• _DOCUMENT SEGMENT_
^^^^
Now type ONLY this into the console:

> data18 <- read.csv("2018_

And then, before hitting enter, hit the tab key. R will auto-complete the file name for you. This is a big time-saver that keeps you from typing out the full file name and it’s available for lots of commands and variables.

You should now have this written out in your console:

> data18 <- read.csv("2018_Contributions.csv", header=TRUE)

Hit enter. It’ll take a few seconds to load the file.

When it’s done, use the “summary” command to see what it looks like:

> summary(data18)

summary() gives you, as the name suggests, a batch of summary statistics for each column in your data.

Note that some of these columns are summarized as numbers – “ReceiptAmount” and “OrgID,” for instance – and for those the summary function returns numerical statistics like the mean, median and quartiles.

But most of them are what R considers “factors.” They’re basically strings of text, many of which are identical. Under “City”, for instance, the most common factor will probably be “Portland,” and under “FirstName,” the most common factors will be names like “John” and “David.”

Note that the Date columns are also factors – there’s no median date. There is a way to force R to recognize the date as a date, so that you can retrieve donations made before or after a certain date, but I won’t get into that here (you can google it if you need to).

Here’s a couple other useful commands:

> nrow(data18)

This simply gives you the number of rows (donations) in the dataset. As of May 2 there were 19,227 rows and this number will probably be much larger by June.

> head(data18)

This just gives you the first 5 rows of the data frame. Again, it’s a handy way to do a quick check of your data, peek at its structure and make sure everything looks OK.

##STRUCTURE OF R DATA FRAMES

When R loads a data frame, every element in it is indexed by a row and column number – kind of like rows and columns in Excel.

Unlike Excel, you can’t just scroll through the data visually. The data sets we’re working with here are just too large to handle that way.
^^^^
• _PROVIDED INFORMATION_
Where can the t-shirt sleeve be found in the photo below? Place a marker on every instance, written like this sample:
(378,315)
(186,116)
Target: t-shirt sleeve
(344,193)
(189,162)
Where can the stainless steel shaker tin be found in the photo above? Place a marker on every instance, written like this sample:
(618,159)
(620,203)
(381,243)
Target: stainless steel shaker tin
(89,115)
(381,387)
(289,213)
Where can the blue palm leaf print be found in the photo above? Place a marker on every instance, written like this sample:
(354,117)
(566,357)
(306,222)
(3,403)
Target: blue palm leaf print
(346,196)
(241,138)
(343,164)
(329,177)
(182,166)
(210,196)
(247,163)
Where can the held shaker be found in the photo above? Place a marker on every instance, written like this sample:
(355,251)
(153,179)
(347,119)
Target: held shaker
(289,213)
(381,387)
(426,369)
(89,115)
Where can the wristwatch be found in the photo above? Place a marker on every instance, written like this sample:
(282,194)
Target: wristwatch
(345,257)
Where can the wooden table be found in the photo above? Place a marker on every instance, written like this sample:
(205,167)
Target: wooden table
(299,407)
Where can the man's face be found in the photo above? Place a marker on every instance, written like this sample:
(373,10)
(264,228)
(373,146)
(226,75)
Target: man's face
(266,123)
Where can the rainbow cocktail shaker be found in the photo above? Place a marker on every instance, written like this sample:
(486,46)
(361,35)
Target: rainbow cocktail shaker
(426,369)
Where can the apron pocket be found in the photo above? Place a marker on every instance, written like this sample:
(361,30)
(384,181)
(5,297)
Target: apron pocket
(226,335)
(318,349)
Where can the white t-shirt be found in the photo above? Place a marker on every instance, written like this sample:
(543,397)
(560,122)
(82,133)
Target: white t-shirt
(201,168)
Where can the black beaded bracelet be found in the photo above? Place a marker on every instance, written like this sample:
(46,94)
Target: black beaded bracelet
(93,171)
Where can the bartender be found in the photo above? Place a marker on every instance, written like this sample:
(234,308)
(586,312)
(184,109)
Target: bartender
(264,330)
^^^^
• _REQUIRED WORK_
a) Reproduce the portion of the R tutorial that begins at the words "This just gives" and stops after the words "everything looks OK.".
b) Extend the tutorial on loading data into R past the point where it stops.

• _PER-TASK OUTPUTS_
a)
This just gives you the first 5 rows of the data frame. Again, it’s a handy way to do a quick check of your data, peek at its structure and make sure everything looks OK.

b)
But R is very fast at delivering specific rows and columns from the command line, using this syntax:

data18[*rownumbers*, *columnnumbers*]

Try this command in the console:

> data18[5,]

This should return the 5th row from the data frame (note that I didn’t put any number after the comma in the command above – that way, I get the entire row, not just a specific column).

Now try these commands, and compare it with the result above:

> data18[5,5]

> data18[c(5,7,10),5]

> data18[5,2:6]

> data18[5:7,]

As you probably guessed, the first command returned the 5th column of the 5th row of data (someone’s name).

The second command was a little trickier. Instead of passing R one number for the row, I gave it a vector of three numbers. In R, a “vector” is a sequence of elements. You can define a vector using the c() command (I think of the “c” as an abbreviation for “combine”). So data18[c(5,7,10),5] returned the names (that’s the 5th column, specified after the comma) from the 5th, 7th and 10th rows (specified in the vector before the comma).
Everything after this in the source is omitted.